GOAL OF THE EXERCISE:
Pull out every line of the entries below that contains the word "trunk", and copy each one. Case counts.

RECORDS FOR THIS TASK:
'''
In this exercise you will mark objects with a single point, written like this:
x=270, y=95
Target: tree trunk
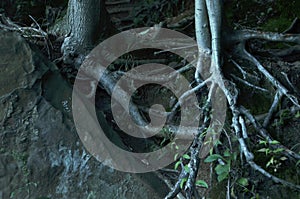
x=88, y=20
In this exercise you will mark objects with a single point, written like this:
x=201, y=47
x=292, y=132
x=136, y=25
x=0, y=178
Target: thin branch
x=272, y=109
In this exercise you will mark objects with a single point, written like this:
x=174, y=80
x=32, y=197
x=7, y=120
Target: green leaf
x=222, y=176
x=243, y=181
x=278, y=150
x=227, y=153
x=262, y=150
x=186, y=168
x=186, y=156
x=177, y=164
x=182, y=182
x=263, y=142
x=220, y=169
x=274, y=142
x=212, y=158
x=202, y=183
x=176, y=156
'''
'''
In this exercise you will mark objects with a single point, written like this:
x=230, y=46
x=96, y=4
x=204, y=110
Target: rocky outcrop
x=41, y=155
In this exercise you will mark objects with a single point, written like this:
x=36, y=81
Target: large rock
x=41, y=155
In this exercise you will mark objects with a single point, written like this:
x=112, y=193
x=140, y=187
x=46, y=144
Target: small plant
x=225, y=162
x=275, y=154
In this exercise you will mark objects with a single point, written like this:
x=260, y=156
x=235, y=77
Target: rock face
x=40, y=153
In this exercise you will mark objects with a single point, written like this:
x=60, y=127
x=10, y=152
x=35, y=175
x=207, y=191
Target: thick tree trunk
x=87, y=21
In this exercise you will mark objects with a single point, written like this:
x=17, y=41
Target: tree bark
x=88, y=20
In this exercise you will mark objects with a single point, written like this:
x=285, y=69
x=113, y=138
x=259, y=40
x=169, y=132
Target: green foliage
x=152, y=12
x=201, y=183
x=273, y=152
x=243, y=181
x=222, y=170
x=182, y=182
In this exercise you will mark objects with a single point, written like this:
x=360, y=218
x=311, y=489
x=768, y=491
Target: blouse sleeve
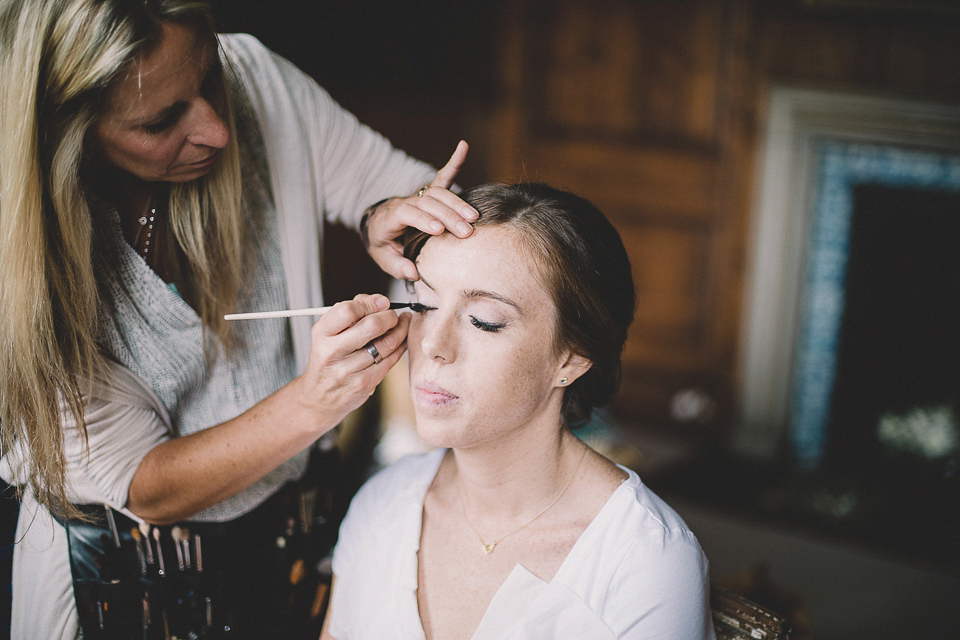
'''
'''
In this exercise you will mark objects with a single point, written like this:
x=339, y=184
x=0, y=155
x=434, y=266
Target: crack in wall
'''
WRITTEN RESPONSE:
Target: tree trunk
Target: thick tree trunk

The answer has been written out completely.